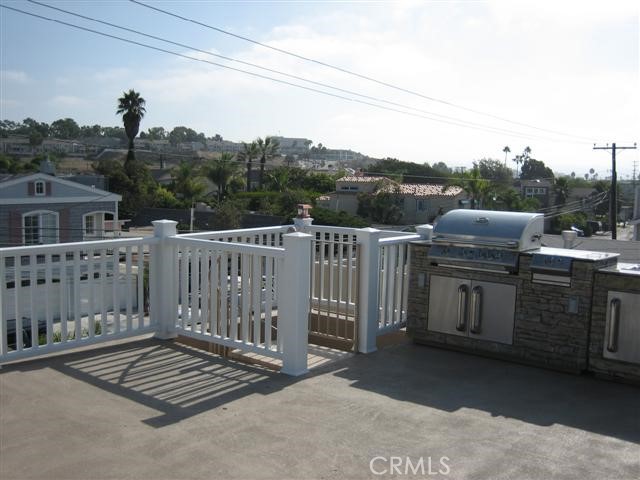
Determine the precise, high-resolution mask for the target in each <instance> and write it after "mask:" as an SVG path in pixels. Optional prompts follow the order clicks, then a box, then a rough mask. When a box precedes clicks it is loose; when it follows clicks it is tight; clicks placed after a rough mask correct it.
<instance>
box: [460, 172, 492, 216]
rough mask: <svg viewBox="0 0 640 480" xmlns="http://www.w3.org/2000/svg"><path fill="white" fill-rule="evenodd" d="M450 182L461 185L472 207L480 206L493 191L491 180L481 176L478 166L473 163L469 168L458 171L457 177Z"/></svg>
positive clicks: (471, 207) (474, 207)
mask: <svg viewBox="0 0 640 480" xmlns="http://www.w3.org/2000/svg"><path fill="white" fill-rule="evenodd" d="M451 184H452V185H457V186H459V187H462V189H463V190H464V191H465V192H466V193H467V196H468V197H469V200H470V202H471V208H472V209H477V208H480V206H482V204H483V203H484V202H485V200H486V199H487V198H489V197H490V196H491V194H492V193H493V192H492V187H491V182H489V181H488V180H486V179H484V178H482V175H481V174H480V168H479V167H478V166H477V165H474V167H473V168H472V169H471V170H467V171H466V172H462V173H460V174H459V175H458V179H457V180H454V181H453V182H451Z"/></svg>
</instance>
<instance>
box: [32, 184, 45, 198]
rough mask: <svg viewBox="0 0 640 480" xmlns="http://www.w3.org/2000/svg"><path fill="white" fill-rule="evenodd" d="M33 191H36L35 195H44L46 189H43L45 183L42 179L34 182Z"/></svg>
mask: <svg viewBox="0 0 640 480" xmlns="http://www.w3.org/2000/svg"><path fill="white" fill-rule="evenodd" d="M34 191H35V193H36V195H40V196H42V195H45V192H46V189H45V184H44V182H43V181H42V180H38V181H37V182H35V188H34Z"/></svg>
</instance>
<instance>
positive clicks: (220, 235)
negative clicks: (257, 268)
mask: <svg viewBox="0 0 640 480" xmlns="http://www.w3.org/2000/svg"><path fill="white" fill-rule="evenodd" d="M291 231H293V229H292V227H291V226H290V225H282V226H276V227H262V228H245V229H238V230H220V231H217V232H197V233H187V234H183V235H180V238H189V239H197V240H215V241H218V242H229V243H248V244H252V245H263V246H265V247H281V246H282V236H283V235H284V234H286V233H291Z"/></svg>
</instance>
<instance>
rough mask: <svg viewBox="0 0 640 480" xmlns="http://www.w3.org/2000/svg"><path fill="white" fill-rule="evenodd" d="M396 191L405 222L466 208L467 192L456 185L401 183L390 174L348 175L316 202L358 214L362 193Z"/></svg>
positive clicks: (431, 217)
mask: <svg viewBox="0 0 640 480" xmlns="http://www.w3.org/2000/svg"><path fill="white" fill-rule="evenodd" d="M376 192H393V193H397V194H398V195H400V196H401V197H402V205H403V223H405V224H416V223H428V222H431V221H433V219H434V218H435V217H436V216H437V215H439V214H442V213H446V212H448V211H449V210H453V209H455V208H462V201H463V200H464V192H463V190H462V188H460V187H456V186H445V185H434V184H400V183H397V182H394V181H393V180H390V179H388V178H386V177H372V176H365V175H354V176H346V177H342V178H339V179H338V180H336V191H335V192H333V193H331V194H329V195H322V196H321V197H318V198H317V199H316V205H317V206H319V207H323V208H329V209H331V210H336V211H345V212H347V213H350V214H352V215H355V214H356V213H357V211H358V194H360V193H368V194H373V193H376Z"/></svg>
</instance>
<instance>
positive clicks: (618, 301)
mask: <svg viewBox="0 0 640 480" xmlns="http://www.w3.org/2000/svg"><path fill="white" fill-rule="evenodd" d="M619 330H620V299H619V298H614V299H613V300H611V303H610V304H609V331H608V332H607V350H608V351H610V352H612V353H613V352H617V351H618V332H619Z"/></svg>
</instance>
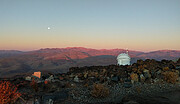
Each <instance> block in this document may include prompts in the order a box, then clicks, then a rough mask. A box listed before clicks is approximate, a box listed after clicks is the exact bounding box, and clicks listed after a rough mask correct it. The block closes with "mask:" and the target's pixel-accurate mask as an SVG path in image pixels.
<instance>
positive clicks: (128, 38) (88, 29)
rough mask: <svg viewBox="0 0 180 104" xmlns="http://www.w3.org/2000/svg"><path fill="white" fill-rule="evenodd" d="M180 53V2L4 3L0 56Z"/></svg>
mask: <svg viewBox="0 0 180 104" xmlns="http://www.w3.org/2000/svg"><path fill="white" fill-rule="evenodd" d="M65 47H86V48H95V49H116V48H119V49H126V48H128V49H130V50H139V51H145V52H146V51H153V50H164V49H169V50H180V0H0V50H22V51H29V50H36V49H41V48H65Z"/></svg>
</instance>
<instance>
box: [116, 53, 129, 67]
mask: <svg viewBox="0 0 180 104" xmlns="http://www.w3.org/2000/svg"><path fill="white" fill-rule="evenodd" d="M117 61H118V62H117V64H118V65H130V61H131V58H130V56H129V55H128V52H127V53H121V54H119V55H118V57H117Z"/></svg>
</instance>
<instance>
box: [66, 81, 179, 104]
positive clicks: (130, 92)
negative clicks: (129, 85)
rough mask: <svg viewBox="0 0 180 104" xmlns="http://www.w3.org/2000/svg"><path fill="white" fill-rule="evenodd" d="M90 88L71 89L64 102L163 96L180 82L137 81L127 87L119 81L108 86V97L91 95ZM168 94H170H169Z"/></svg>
mask: <svg viewBox="0 0 180 104" xmlns="http://www.w3.org/2000/svg"><path fill="white" fill-rule="evenodd" d="M91 88H92V86H90V87H89V88H81V87H76V88H73V89H69V92H70V93H69V94H70V98H69V99H68V100H66V101H65V102H64V104H85V103H92V104H101V103H103V104H104V103H112V102H113V103H120V102H121V101H122V99H123V97H124V96H128V95H136V96H141V97H147V96H150V95H151V96H155V95H156V96H157V95H159V96H161V95H162V94H163V93H166V92H173V91H177V90H180V83H178V84H169V83H165V84H146V83H145V84H141V83H136V84H134V85H133V86H132V87H130V88H125V87H124V86H123V84H122V83H117V84H115V85H114V86H108V88H109V89H110V95H109V96H108V97H106V98H94V97H92V96H91V95H90V89H91ZM167 96H168V95H167Z"/></svg>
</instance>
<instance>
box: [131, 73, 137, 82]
mask: <svg viewBox="0 0 180 104" xmlns="http://www.w3.org/2000/svg"><path fill="white" fill-rule="evenodd" d="M130 77H131V80H133V81H135V82H138V81H139V78H138V75H137V74H136V73H132V74H131V75H130Z"/></svg>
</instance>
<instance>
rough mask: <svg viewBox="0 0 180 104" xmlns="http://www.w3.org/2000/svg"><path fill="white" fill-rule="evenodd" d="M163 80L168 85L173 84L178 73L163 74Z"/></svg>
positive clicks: (163, 72)
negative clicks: (172, 83) (168, 84)
mask: <svg viewBox="0 0 180 104" xmlns="http://www.w3.org/2000/svg"><path fill="white" fill-rule="evenodd" d="M163 76H164V80H165V81H166V82H168V83H173V84H175V83H176V82H177V80H178V78H179V75H178V73H176V72H172V71H166V72H163Z"/></svg>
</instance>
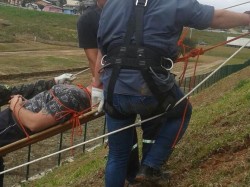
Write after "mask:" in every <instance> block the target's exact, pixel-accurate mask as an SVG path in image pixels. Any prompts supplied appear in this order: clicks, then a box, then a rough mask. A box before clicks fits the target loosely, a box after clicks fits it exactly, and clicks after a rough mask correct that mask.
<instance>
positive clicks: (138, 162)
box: [77, 0, 155, 183]
mask: <svg viewBox="0 0 250 187" xmlns="http://www.w3.org/2000/svg"><path fill="white" fill-rule="evenodd" d="M105 3H106V0H97V1H96V3H95V4H94V5H93V6H90V7H88V8H87V9H85V10H84V11H83V14H82V15H81V16H80V17H79V19H78V21H77V33H78V42H79V47H80V48H83V49H84V52H85V54H86V57H87V59H88V61H89V67H90V70H91V73H92V76H93V77H94V74H95V73H94V71H95V63H96V59H97V53H98V47H97V31H98V25H99V19H100V15H101V11H102V7H103V6H104V5H105ZM134 134H135V136H134V143H133V148H132V151H131V154H130V159H129V162H128V170H127V180H128V181H129V182H130V183H132V182H133V180H132V179H133V178H134V177H135V175H136V173H137V172H138V170H139V165H140V164H139V156H138V145H137V135H136V129H135V132H134ZM154 137H155V132H154V131H150V132H148V133H147V134H145V135H144V139H143V144H144V146H143V147H144V149H146V148H147V147H148V146H150V145H151V144H153V143H154Z"/></svg>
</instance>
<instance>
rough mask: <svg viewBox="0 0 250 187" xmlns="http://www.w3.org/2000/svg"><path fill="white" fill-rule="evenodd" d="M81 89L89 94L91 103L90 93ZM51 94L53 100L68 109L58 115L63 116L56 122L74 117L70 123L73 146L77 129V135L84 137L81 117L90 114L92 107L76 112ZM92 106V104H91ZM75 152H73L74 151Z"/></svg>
mask: <svg viewBox="0 0 250 187" xmlns="http://www.w3.org/2000/svg"><path fill="white" fill-rule="evenodd" d="M78 87H79V88H81V89H82V90H84V92H85V93H87V95H88V97H89V101H90V94H89V92H88V91H87V89H86V88H84V87H83V86H80V85H78ZM50 93H51V95H52V96H53V98H54V99H55V100H56V102H57V103H58V104H60V105H61V106H63V107H64V108H66V110H65V111H62V112H58V113H57V114H61V117H60V118H56V119H55V120H56V121H58V120H60V119H62V118H64V117H65V116H67V115H72V117H71V118H70V121H71V122H72V131H71V138H70V139H71V145H73V142H74V134H75V129H76V133H77V135H79V136H80V135H82V126H81V123H80V120H79V116H80V115H82V114H84V113H85V112H88V111H89V110H91V107H90V108H87V109H84V110H82V111H80V112H78V111H75V110H73V109H71V108H68V107H67V106H65V105H64V104H63V103H62V102H61V101H60V100H59V99H58V98H57V97H56V96H55V94H54V93H53V92H52V90H50ZM89 104H90V103H89ZM72 151H73V150H72Z"/></svg>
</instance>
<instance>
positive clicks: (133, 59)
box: [104, 0, 176, 119]
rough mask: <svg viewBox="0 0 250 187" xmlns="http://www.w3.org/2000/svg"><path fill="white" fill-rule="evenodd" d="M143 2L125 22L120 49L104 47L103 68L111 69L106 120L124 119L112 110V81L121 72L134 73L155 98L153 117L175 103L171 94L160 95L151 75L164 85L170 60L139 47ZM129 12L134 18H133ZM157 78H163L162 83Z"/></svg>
mask: <svg viewBox="0 0 250 187" xmlns="http://www.w3.org/2000/svg"><path fill="white" fill-rule="evenodd" d="M147 3H148V1H147V0H136V2H135V4H134V7H133V11H132V14H131V16H130V18H129V21H128V26H127V31H126V34H125V37H124V41H123V45H120V46H108V47H107V49H104V51H107V56H106V57H105V62H107V64H104V68H112V73H111V77H110V80H109V83H108V89H107V98H106V100H105V104H104V110H105V112H106V113H108V114H109V115H110V116H112V117H114V118H118V119H122V118H126V117H127V116H126V115H124V114H121V113H120V112H118V111H117V110H116V109H115V108H114V107H113V93H114V88H115V84H116V80H117V78H118V76H119V74H120V71H121V70H122V69H130V70H138V71H140V72H141V75H142V77H143V79H144V80H145V82H146V83H147V85H148V87H149V90H150V91H151V92H152V94H153V95H154V96H155V98H157V100H158V103H159V107H158V109H157V111H156V113H160V112H164V111H165V110H166V109H170V108H171V107H170V106H173V105H174V104H175V102H176V99H175V95H174V94H173V93H172V92H171V90H170V91H169V92H167V93H162V91H161V88H159V86H157V85H156V83H155V81H154V79H153V75H154V76H155V77H156V78H157V79H160V80H161V81H167V80H168V79H169V77H170V76H171V74H170V70H171V69H172V68H173V63H174V62H173V60H172V58H169V57H165V56H164V55H161V54H160V53H159V52H155V51H157V50H156V49H155V51H154V49H153V48H152V47H151V48H150V47H149V46H146V45H144V44H143V17H144V10H145V8H146V6H147ZM133 12H134V13H135V15H133ZM133 35H135V44H132V43H131V41H132V37H133ZM157 74H162V75H165V77H164V79H162V78H161V77H160V76H158V75H157Z"/></svg>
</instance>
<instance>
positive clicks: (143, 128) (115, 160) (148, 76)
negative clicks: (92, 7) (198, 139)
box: [92, 0, 250, 187]
mask: <svg viewBox="0 0 250 187" xmlns="http://www.w3.org/2000/svg"><path fill="white" fill-rule="evenodd" d="M249 19H250V18H249V16H248V15H247V14H241V13H234V12H230V11H227V10H215V9H214V7H212V6H209V5H202V4H200V3H199V2H198V1H196V0H168V1H166V0H126V1H121V0H112V1H107V2H106V4H105V7H104V8H103V10H102V14H101V18H100V22H99V30H98V42H99V48H100V50H101V54H100V55H99V59H100V62H101V63H100V64H96V72H98V71H99V70H100V69H101V68H102V71H101V80H100V79H99V74H98V73H95V83H94V85H93V86H94V87H96V88H99V91H100V92H101V89H102V86H103V90H104V99H105V104H104V110H105V113H106V118H107V127H108V131H109V132H112V131H115V130H118V129H121V128H124V127H127V126H128V125H130V124H133V123H134V122H135V119H136V115H137V114H139V115H140V116H141V119H142V120H144V119H148V118H150V117H153V116H155V115H156V114H159V113H166V114H165V115H163V116H161V117H159V118H157V119H153V120H149V121H147V122H145V123H143V124H142V126H141V128H142V130H143V136H144V135H145V134H147V133H148V132H150V131H155V132H157V135H156V140H155V143H154V144H152V146H151V147H149V148H148V150H147V151H146V152H143V157H142V160H141V167H140V171H139V172H138V174H137V176H136V178H135V179H136V180H137V181H144V180H152V179H159V176H161V175H160V174H161V167H162V165H163V164H164V163H165V162H166V161H167V160H168V158H169V157H170V155H171V153H172V151H173V149H174V147H175V145H176V143H177V142H178V141H179V140H180V139H181V138H182V136H183V134H184V132H185V130H186V129H187V126H188V123H189V121H190V118H191V113H192V107H191V104H190V103H189V101H188V100H187V99H184V100H182V102H180V104H178V105H177V106H175V104H176V103H177V101H178V100H180V99H181V98H182V97H183V96H184V94H183V93H182V91H181V90H180V88H179V87H178V86H177V84H176V82H175V78H174V76H173V75H172V74H171V72H170V71H171V68H172V66H173V62H174V61H175V59H176V58H177V54H178V46H177V41H178V39H179V36H180V35H181V32H182V29H183V27H184V26H186V27H192V28H196V29H205V28H208V27H213V28H229V27H234V26H240V25H242V26H243V25H248V24H249V22H250V21H249ZM93 91H96V90H95V89H93V90H92V92H93ZM100 99H101V98H100ZM133 133H134V132H133V130H132V129H126V130H123V131H121V132H118V133H116V134H112V135H110V136H109V137H108V141H109V154H108V162H107V165H106V172H105V185H106V187H113V186H115V187H122V186H123V185H124V181H125V176H126V169H127V168H126V165H127V161H128V158H129V154H130V150H131V147H132V145H133V143H132V141H133V136H134V134H133Z"/></svg>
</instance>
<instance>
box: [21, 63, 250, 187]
mask: <svg viewBox="0 0 250 187" xmlns="http://www.w3.org/2000/svg"><path fill="white" fill-rule="evenodd" d="M248 69H249V68H248ZM249 70H250V69H249ZM248 72H249V71H248ZM234 77H237V76H234ZM225 83H226V81H223V80H222V81H220V82H218V83H217V85H215V86H216V87H218V88H219V87H220V86H221V85H222V84H225ZM213 94H214V93H213ZM193 99H195V96H194V98H193ZM249 103H250V79H249V78H248V79H246V80H241V81H239V82H238V83H237V84H236V85H233V88H232V89H231V91H230V92H226V93H225V94H224V95H223V96H222V97H219V98H218V99H217V100H216V101H214V102H212V103H208V104H207V105H203V106H194V110H193V115H192V119H191V123H190V125H189V128H188V131H187V133H186V134H185V136H184V138H183V139H182V140H181V142H180V143H179V144H178V145H177V147H176V149H175V151H174V152H173V154H172V156H171V158H170V160H169V163H168V169H169V170H171V172H172V173H174V175H173V179H172V181H171V183H170V184H171V185H170V186H176V187H177V186H183V187H184V186H190V185H191V186H208V185H210V186H214V185H216V184H220V185H222V186H227V184H228V185H229V184H230V186H247V185H248V184H249V182H250V173H249V168H250V162H249V158H248V156H246V158H245V159H240V157H239V159H240V160H238V159H237V157H236V158H235V159H234V157H235V156H234V155H233V154H234V153H238V152H240V150H241V149H243V150H244V149H246V151H247V150H249V148H248V147H245V148H244V142H246V141H247V137H249V132H250V123H249V122H250V116H249ZM245 146H247V145H245ZM105 154H106V151H105V150H104V149H103V148H98V149H97V150H95V151H94V152H93V153H87V154H85V155H83V156H81V157H80V158H77V159H76V160H75V161H74V162H73V163H71V164H67V165H63V166H62V167H60V168H57V169H55V170H54V171H53V172H52V173H49V174H48V175H47V176H45V177H43V178H42V179H39V180H36V181H35V182H29V183H24V184H23V186H27V187H29V186H91V185H93V186H103V185H104V184H103V180H104V178H103V175H104V174H103V173H102V174H101V177H99V178H98V177H97V176H96V174H97V173H98V172H100V171H103V170H104V168H105V162H106V161H105V159H104V158H103V157H104V155H105ZM213 157H216V158H215V159H214V158H213ZM227 157H228V158H229V159H225V161H224V162H222V161H221V165H220V162H218V163H219V164H218V166H217V167H216V165H215V166H214V169H213V168H211V169H210V168H209V166H210V165H212V164H213V163H214V162H216V161H217V160H223V158H227ZM230 159H231V160H232V159H234V162H232V163H231V162H230V161H231V160H230ZM211 160H212V161H214V162H212V161H211ZM210 161H211V162H212V163H211V164H207V166H206V167H205V166H203V165H204V164H205V163H206V162H208V163H209V162H210ZM222 163H223V165H222ZM226 164H228V165H226ZM224 165H226V166H224ZM202 166H203V167H202ZM58 179H60V180H58ZM91 181H92V182H91ZM100 181H101V182H100ZM95 182H96V183H95ZM100 183H101V184H102V185H100ZM163 186H167V185H163Z"/></svg>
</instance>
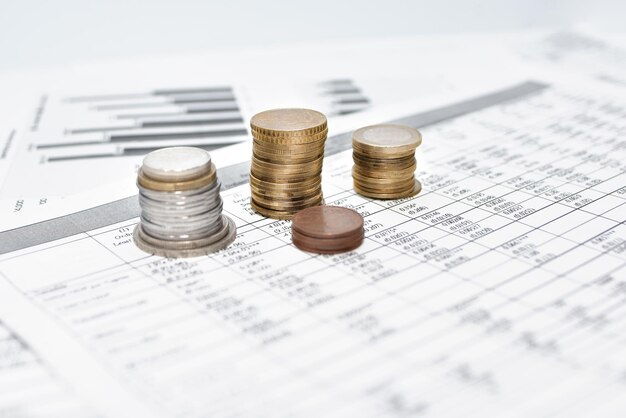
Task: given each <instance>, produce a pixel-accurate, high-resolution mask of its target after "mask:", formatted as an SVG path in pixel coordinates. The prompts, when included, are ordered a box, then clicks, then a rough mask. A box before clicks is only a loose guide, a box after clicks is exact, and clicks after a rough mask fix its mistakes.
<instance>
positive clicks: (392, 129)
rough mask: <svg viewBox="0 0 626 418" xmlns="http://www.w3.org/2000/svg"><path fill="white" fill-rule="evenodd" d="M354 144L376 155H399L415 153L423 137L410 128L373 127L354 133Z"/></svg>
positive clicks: (395, 127) (370, 126) (365, 128)
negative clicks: (414, 151)
mask: <svg viewBox="0 0 626 418" xmlns="http://www.w3.org/2000/svg"><path fill="white" fill-rule="evenodd" d="M352 143H353V144H354V145H355V146H356V147H357V148H360V149H362V150H365V151H369V152H372V153H375V154H381V155H399V154H403V153H404V154H407V153H410V152H411V151H415V149H416V148H417V147H418V146H420V144H421V143H422V135H421V134H420V133H419V131H418V130H417V129H415V128H411V127H410V126H404V125H372V126H366V127H364V128H360V129H357V130H356V131H354V133H353V134H352Z"/></svg>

TASK DESCRIPTION:
Apply a filter for "image" to the entries and show each line that passes.

OUTPUT OF THE TASK:
Each <instance> block in this document may include prompts in the order a box, then clicks, then a rough mask. A box listed before clicks is approximate, a box listed after clicks is the exact bounding box, and clicks listed after a rough mask correct it. The block closes with "mask:" and the target's pixel-accurate mask as an SVG path in image pixels.
Write after "mask:" in every <instance> block the target's exact, pixel-accurate mask as an SVG path in image pixels. Any prompts supplied appear in this order: clicks, then a box, then a rough mask. A box before clicks fits the target loosely, a box after clicks fits it exactly, and clicks after a rough mask correct that mask.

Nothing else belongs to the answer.